## PROBLEM REQUIREMENTS:
Look below for the line with "Reviewer note: make sure every instance of the man's hair", and from there restate every line word for word until the entries end.

== SUPPLIED RECORDS

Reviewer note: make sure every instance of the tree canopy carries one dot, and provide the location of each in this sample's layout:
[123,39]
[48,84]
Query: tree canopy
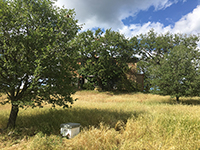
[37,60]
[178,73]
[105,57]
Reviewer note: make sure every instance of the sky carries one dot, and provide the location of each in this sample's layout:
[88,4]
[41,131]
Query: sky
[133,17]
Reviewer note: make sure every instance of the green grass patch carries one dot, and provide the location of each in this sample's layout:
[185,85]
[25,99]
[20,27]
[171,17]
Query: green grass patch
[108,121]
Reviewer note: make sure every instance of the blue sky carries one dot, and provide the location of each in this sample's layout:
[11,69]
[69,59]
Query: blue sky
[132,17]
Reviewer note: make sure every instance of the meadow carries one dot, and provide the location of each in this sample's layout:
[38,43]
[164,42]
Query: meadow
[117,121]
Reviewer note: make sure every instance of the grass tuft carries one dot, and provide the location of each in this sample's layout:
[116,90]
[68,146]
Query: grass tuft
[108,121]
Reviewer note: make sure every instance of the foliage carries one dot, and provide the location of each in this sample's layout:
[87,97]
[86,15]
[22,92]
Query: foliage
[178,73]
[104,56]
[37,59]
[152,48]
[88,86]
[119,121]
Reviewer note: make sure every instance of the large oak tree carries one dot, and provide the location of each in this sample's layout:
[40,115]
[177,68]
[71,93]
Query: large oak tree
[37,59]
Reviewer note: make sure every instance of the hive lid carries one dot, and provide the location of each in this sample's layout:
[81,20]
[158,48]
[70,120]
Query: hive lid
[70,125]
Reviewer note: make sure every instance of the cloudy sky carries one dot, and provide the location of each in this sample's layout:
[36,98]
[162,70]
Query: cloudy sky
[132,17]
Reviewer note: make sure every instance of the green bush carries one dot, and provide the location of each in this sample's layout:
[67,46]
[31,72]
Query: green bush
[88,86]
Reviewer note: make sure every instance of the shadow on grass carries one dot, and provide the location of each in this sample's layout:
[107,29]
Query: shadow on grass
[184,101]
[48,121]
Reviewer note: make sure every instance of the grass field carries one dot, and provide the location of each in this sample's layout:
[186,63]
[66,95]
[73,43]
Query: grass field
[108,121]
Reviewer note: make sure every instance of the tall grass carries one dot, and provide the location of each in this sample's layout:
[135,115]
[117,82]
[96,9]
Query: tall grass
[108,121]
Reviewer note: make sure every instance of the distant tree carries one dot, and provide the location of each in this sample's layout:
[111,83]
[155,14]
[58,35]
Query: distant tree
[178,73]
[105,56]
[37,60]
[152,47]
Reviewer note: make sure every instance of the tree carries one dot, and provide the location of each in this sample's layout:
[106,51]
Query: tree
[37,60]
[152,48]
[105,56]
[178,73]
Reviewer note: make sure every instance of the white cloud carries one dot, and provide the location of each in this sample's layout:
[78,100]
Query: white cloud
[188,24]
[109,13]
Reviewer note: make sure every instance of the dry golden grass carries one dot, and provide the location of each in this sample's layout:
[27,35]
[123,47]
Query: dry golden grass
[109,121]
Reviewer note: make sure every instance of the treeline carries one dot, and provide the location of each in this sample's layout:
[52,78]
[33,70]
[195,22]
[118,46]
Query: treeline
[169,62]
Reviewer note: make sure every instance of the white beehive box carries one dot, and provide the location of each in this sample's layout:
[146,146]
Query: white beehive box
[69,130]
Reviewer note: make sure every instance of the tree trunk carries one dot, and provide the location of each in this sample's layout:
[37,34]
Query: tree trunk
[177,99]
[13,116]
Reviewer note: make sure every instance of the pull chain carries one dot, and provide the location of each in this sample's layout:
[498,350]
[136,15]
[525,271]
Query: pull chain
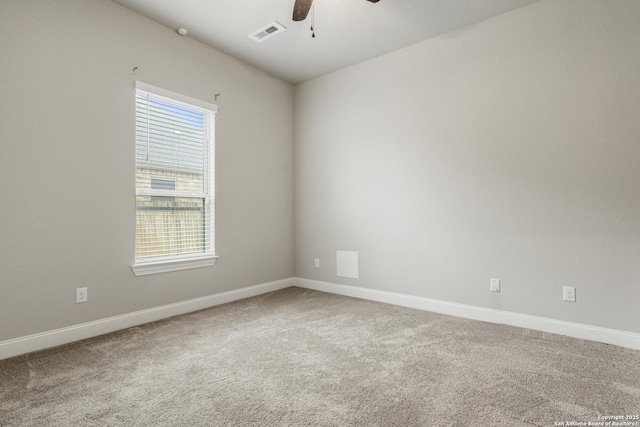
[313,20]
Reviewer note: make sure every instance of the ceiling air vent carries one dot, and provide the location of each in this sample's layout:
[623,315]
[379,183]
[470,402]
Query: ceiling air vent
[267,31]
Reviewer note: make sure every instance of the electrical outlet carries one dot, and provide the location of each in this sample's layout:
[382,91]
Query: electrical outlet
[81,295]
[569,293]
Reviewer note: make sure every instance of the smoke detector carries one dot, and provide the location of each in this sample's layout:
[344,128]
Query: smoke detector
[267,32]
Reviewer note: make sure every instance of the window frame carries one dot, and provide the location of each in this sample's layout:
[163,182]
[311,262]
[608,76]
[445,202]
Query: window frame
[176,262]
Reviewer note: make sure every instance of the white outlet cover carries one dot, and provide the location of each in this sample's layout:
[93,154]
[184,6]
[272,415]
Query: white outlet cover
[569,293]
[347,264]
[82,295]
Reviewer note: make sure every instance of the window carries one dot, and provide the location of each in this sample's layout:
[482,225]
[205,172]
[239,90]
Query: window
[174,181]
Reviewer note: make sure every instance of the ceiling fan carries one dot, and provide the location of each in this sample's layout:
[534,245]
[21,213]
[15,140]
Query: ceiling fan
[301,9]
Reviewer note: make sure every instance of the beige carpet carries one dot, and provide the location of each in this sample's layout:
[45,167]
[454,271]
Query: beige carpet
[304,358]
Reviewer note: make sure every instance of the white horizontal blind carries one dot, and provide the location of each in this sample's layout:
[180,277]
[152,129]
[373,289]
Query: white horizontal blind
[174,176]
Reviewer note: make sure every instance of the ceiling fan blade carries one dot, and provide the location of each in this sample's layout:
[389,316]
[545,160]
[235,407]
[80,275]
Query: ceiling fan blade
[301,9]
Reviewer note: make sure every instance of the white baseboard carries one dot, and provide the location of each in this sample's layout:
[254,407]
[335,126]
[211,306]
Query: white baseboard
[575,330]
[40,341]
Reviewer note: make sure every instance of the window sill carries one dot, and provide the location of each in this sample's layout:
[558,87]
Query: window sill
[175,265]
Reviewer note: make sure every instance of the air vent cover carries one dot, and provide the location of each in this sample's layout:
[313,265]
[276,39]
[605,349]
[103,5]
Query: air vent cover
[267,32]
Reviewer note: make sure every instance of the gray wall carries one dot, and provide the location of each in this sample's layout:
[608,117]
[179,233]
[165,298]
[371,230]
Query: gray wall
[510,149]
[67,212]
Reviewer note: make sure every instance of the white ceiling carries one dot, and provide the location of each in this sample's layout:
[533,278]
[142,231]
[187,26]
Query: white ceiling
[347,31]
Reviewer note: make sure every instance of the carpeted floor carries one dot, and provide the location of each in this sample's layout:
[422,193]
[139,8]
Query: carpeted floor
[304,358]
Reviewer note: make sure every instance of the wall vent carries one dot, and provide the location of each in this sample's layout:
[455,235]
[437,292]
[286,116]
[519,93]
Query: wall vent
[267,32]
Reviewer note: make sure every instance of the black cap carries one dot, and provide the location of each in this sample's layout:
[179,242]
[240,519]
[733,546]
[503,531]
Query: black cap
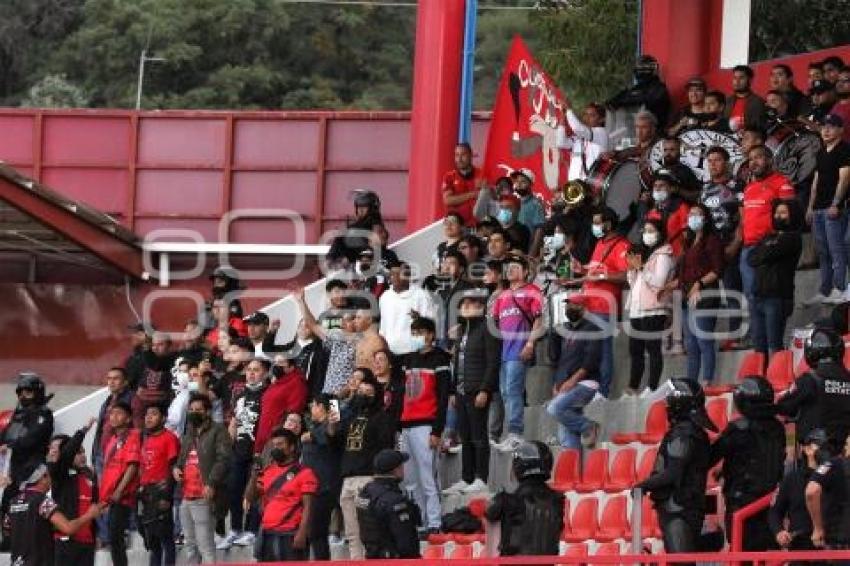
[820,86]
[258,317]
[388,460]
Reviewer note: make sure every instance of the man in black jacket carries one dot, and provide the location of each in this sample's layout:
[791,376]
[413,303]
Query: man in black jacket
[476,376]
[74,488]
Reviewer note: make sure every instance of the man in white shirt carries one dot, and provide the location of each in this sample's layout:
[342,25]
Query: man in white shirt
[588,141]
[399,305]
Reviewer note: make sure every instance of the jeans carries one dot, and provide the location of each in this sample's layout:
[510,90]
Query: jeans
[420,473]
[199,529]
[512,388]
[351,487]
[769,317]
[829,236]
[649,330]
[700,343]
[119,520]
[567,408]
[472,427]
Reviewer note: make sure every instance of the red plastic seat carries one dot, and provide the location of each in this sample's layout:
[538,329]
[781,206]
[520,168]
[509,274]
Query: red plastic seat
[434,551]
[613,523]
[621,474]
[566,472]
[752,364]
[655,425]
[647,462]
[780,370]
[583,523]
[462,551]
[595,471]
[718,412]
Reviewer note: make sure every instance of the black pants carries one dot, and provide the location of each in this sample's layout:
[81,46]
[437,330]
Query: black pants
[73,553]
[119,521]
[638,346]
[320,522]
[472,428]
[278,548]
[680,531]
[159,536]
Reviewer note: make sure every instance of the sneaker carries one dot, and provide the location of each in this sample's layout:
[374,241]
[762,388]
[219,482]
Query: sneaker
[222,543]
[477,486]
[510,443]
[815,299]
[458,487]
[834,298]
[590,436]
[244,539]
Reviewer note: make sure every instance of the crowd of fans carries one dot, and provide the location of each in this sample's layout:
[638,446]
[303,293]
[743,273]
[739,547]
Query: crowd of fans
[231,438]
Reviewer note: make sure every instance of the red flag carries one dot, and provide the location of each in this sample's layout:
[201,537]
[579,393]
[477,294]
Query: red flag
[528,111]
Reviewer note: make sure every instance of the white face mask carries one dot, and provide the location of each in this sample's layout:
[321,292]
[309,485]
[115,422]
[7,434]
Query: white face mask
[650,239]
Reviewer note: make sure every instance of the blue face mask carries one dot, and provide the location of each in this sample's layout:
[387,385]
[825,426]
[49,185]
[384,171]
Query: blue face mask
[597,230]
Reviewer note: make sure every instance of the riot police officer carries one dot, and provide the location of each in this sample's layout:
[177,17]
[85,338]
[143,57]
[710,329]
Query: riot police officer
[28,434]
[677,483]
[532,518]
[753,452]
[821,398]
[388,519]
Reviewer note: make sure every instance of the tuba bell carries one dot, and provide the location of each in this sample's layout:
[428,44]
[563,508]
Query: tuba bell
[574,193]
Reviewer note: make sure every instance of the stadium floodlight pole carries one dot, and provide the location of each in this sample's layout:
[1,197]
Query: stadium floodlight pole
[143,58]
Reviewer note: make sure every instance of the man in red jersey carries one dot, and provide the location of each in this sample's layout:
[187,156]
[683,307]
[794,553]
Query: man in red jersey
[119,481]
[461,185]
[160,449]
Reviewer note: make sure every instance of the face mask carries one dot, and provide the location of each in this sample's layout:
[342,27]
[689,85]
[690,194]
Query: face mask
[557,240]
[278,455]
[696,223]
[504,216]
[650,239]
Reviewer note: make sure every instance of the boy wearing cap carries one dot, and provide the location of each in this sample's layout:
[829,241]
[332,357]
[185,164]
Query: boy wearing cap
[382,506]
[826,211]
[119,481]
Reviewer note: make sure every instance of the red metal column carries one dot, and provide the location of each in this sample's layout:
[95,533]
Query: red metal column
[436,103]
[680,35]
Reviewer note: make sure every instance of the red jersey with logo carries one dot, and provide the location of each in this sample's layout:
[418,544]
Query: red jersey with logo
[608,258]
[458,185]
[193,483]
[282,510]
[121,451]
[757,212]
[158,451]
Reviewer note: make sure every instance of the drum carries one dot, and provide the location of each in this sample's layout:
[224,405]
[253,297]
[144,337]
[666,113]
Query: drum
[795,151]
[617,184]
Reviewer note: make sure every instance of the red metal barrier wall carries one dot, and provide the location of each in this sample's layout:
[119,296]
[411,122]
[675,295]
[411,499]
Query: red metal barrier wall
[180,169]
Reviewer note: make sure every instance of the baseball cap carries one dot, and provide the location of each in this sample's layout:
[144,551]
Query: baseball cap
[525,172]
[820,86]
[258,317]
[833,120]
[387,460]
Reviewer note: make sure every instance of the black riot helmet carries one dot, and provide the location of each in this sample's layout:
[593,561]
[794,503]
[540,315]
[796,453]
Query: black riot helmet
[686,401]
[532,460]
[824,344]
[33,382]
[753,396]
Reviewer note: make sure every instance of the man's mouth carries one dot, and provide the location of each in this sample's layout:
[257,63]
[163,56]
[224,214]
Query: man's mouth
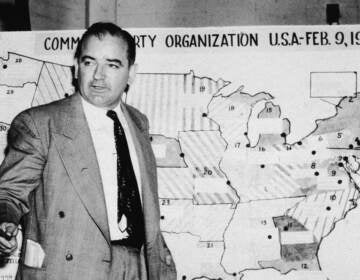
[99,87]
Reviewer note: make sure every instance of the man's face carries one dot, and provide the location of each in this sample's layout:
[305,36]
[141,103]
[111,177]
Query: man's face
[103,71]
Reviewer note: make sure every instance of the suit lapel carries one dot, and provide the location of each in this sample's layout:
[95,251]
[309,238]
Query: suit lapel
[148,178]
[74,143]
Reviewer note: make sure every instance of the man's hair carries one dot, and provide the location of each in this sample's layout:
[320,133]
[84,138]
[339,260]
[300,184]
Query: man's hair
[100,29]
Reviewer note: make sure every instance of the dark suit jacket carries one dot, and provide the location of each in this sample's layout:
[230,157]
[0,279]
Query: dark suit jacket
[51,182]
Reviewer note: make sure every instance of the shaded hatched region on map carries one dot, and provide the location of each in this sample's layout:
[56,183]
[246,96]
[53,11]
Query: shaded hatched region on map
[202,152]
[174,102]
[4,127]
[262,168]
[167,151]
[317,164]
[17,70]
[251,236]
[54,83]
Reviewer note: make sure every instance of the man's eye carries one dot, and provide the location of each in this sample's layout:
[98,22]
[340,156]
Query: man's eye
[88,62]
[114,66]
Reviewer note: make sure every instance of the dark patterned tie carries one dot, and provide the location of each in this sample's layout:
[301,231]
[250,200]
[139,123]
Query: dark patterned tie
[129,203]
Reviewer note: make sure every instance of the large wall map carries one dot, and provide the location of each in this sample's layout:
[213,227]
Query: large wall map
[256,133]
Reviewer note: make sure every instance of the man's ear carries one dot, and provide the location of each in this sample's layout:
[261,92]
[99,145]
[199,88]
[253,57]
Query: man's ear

====

## EXERCISE RESPONSE:
Reviewer note: make sure every instance of the man's hair carries one dot, and provide the location of each in this sample's layout:
[320,133]
[84,138]
[339,260]
[300,184]
Query: man's hair
[100,29]
Reviewer note: make sure every instance of the dark suit jacket carries one dot, and provide the location of each in this sample's layout:
[230,157]
[0,279]
Query: dark suit jacket
[51,182]
Reviewer note: make sure every instance of the shaded hatched region on map carries one dot, and provide the location of each in this sample's layout:
[56,183]
[246,96]
[53,11]
Query: shaded hatched region on map
[202,152]
[174,102]
[4,127]
[262,168]
[167,151]
[317,164]
[17,70]
[251,236]
[54,83]
Reviewer note: make sure every instance of the man's eye carries one dot, and provide the location of each in this sample's layout:
[98,22]
[340,156]
Query: man's eye
[88,62]
[114,66]
Reviewer note: make sure every instance of the dark patterned tie carries one dot, and provide the location of each in this sample's layout:
[301,231]
[250,200]
[139,123]
Query: dark patterned tie
[129,203]
Reviewer note: make sure every instance of the large wall map carries one dot, and provide the location of each in this sample's layout:
[213,227]
Query: large wall map
[256,133]
Reviewer note: make sure every instance of the man's ear carries one dot, and provide the location of each in this sample's layout:
[261,92]
[99,145]
[199,88]
[253,57]
Query: man's ear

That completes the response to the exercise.